TESTO FORNITO >>
L’altra perchè ho dedicato parte della mia vita ad aiutare adulti che non si ricordavano più di essere stati bambini e facevano pagare le loro frustrazioni e infelicità ai loro figli.
Ma tranquilla non sono una donna che vive di solo dolore, anzi.
Chi mi consce a fondo sa che passare attraverso certi dolori o ti sconfigge o ti fa apprezzare la vita ancora di più. Quindi buttiamoci anche nella lettura del bambino Indaco!
cosa mi può spaventare ???
Grazie Patriziaun abbraccio sempre interessanti i tuoi spunti.
Viviana, ho letto e riletto il tuo commento con un nodo in gola. Mi dispiace immensamente per la tragedia che hai vissuto e come madre non oso nemmeno immaginare il dolore che porti dentro di te.Ti ammiro perché da quello che mi racconti il tuo lavoro aiuta i bambini che sono quanto di più bello esiste a questo mondo. Sono sicura che la lettura di questo libro non potrà fare del male a una donna coraggiosa come te, ti darà solo la voglia di salvare altri bambini dalla follia degli adulti. Grazie mille per le tue parole. Attendo il tuo commento.
Cara Patrizia, non voglio infliggere tristezza a nessuno:purtroppo non sono la sola e unica madre al mondo che vive uno strazio del genere, tante madri da altre parti del mondo vivono quotidianamente l’orrore di non poter dare ai loro figli qualcosa che si può chiamare “VITA”.Quindi ho imparato a non compiangermi come se fossi l’unica a cui è capitata una disgrazia.Il dolore è un sentimento strano a un certo punto( dopo un tot di gradi vari di rabbia disperazione e smarrimento), te lo porti dentro di te e basta, ti accompagna ti forgia e non ti fa più tristezza.. è qualcosa di tuo.

MATERIALE ESTRATTO >>

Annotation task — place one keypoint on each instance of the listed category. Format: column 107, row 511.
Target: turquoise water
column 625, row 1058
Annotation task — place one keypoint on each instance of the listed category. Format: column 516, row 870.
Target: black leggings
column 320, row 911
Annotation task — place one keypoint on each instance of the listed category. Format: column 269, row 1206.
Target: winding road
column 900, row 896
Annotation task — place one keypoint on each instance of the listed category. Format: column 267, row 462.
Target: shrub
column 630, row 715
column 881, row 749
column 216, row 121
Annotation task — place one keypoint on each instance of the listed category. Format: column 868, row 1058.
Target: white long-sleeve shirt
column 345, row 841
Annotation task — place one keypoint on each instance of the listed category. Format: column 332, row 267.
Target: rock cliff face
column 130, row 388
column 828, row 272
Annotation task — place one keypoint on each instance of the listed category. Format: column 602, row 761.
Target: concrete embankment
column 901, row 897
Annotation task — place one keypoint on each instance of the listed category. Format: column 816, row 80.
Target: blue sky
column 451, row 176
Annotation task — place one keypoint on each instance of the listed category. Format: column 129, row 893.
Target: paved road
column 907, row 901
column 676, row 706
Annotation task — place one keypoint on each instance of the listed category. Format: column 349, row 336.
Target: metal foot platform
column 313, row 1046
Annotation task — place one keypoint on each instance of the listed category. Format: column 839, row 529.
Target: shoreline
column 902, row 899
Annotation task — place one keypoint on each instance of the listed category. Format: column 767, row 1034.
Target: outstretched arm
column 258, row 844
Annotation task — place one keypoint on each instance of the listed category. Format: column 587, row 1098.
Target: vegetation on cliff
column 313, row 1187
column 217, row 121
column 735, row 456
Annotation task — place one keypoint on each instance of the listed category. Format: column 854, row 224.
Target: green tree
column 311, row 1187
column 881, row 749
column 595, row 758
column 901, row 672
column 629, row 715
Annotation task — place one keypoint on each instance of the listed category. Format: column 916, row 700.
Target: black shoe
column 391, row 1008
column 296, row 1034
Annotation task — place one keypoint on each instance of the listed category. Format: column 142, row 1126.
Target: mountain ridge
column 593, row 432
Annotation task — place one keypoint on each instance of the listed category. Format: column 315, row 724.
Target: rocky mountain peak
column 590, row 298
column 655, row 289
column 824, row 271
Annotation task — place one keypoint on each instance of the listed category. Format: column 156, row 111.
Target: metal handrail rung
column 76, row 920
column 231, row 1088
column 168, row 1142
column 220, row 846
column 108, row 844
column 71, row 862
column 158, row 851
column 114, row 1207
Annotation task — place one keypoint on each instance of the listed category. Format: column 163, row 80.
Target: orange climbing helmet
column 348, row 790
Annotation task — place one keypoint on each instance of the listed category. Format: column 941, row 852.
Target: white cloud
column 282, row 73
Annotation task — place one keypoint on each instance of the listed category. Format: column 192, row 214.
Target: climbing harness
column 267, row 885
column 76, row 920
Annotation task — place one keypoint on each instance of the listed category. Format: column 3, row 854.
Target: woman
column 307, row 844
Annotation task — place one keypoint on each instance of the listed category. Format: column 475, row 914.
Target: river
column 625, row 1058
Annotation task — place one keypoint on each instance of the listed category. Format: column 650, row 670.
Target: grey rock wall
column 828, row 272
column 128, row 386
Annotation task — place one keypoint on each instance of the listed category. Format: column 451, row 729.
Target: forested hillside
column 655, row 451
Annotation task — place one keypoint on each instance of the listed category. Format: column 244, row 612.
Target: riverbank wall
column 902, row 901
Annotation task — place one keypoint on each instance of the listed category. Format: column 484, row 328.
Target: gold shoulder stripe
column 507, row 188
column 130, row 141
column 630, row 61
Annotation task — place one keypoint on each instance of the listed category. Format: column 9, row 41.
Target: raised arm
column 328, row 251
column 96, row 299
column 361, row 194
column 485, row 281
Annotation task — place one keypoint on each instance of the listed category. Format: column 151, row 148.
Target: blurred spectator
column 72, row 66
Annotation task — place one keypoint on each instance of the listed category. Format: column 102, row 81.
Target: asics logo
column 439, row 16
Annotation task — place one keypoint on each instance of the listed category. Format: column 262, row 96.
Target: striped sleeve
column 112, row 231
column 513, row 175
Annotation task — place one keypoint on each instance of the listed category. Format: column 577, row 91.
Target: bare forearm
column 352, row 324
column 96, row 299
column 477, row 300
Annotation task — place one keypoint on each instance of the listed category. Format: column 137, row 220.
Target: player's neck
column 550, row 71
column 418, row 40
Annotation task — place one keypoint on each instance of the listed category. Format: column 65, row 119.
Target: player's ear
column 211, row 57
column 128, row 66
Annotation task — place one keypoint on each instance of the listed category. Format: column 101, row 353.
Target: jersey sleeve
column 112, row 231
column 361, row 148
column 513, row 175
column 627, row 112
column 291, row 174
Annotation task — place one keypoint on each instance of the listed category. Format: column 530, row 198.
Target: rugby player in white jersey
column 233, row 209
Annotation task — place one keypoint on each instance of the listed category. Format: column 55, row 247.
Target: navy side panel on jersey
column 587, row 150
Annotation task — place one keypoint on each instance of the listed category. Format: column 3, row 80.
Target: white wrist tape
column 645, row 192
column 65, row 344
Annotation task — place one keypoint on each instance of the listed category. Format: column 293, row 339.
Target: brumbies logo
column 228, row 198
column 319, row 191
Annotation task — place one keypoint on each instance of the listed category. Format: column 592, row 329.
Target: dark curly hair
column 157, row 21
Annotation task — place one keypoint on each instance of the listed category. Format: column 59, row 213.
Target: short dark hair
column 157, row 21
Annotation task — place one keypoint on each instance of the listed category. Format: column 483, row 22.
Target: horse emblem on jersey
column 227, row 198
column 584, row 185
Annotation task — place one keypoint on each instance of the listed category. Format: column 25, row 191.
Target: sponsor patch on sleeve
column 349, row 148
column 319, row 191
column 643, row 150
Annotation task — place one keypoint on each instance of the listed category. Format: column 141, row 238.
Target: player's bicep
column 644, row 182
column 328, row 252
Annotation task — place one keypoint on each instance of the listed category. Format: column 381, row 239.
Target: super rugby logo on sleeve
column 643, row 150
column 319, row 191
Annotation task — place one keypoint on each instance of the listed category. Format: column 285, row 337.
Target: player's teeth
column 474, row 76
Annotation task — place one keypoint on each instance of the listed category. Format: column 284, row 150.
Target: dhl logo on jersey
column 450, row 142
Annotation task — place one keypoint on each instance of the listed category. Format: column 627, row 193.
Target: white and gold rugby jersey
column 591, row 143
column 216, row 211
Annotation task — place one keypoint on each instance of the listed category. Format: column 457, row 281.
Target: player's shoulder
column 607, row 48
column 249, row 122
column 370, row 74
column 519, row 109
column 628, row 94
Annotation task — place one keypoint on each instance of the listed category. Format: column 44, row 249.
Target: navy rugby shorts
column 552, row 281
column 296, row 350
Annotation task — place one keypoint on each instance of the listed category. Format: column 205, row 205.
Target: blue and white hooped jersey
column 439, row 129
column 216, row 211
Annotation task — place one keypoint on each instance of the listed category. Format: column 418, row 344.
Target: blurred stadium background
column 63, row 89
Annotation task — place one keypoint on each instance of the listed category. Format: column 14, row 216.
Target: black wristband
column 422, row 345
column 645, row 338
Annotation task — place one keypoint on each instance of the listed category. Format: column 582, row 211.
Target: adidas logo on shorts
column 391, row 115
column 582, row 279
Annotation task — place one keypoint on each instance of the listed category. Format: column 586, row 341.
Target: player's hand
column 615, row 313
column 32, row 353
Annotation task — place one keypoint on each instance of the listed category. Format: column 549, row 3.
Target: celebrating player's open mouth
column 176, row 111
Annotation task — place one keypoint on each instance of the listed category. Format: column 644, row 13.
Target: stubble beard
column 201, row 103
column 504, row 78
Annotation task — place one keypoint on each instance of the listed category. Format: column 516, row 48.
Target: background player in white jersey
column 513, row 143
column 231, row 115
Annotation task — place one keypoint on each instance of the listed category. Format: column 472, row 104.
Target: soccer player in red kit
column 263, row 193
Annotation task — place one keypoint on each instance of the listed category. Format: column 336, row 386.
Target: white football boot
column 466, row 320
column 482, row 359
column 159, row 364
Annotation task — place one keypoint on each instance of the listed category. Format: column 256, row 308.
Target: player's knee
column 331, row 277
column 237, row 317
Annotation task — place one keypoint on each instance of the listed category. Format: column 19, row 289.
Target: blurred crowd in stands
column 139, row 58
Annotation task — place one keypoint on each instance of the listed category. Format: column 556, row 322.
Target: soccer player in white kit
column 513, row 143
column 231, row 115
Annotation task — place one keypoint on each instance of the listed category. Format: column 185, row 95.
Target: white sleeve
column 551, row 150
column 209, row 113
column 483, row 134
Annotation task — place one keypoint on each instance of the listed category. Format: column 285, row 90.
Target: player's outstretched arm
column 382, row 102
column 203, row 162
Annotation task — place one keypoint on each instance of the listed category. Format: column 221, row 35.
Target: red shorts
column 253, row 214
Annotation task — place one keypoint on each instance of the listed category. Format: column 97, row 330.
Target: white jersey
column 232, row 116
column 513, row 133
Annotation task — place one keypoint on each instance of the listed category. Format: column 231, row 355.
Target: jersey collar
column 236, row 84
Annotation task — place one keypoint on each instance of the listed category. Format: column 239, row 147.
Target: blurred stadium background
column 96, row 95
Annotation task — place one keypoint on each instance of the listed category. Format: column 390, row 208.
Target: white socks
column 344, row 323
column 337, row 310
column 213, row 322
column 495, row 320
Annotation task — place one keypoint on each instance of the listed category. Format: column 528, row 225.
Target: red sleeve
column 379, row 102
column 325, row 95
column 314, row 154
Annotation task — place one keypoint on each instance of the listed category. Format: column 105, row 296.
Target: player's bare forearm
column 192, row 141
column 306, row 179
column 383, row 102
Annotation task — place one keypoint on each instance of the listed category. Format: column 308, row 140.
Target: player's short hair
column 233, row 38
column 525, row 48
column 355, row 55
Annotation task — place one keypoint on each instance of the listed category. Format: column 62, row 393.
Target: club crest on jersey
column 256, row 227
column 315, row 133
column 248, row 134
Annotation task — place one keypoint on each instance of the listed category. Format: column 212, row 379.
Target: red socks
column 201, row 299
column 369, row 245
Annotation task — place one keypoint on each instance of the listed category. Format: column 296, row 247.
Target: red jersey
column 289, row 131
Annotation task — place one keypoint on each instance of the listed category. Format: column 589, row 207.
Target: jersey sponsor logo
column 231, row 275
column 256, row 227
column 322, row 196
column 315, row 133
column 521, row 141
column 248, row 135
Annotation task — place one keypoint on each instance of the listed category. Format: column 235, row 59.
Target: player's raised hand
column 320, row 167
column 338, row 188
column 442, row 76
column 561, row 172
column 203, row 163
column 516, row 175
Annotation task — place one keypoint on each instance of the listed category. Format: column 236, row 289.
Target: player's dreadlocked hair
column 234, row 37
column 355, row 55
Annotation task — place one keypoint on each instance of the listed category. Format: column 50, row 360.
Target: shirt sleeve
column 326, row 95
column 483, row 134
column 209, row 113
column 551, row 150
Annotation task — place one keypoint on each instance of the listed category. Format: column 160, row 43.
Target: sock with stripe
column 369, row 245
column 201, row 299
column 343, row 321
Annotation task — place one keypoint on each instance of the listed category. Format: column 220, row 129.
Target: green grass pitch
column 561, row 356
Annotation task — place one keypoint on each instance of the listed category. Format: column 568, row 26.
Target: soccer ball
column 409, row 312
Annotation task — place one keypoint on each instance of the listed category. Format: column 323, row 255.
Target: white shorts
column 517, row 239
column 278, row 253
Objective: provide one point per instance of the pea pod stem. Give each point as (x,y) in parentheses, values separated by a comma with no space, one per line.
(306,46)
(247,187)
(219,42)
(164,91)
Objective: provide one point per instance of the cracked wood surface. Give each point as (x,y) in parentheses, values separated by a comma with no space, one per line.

COSA FARE >> Nel testo fornito, che cosa dice di aver imparato a non fare chi scrive il commento che comincia con «Cara Patrizia»? Il materiale proviene da un'altra fonte.

RISPOSTA >> A non compiangersi come se fosse l'unica a cui è capitata una disgrazia.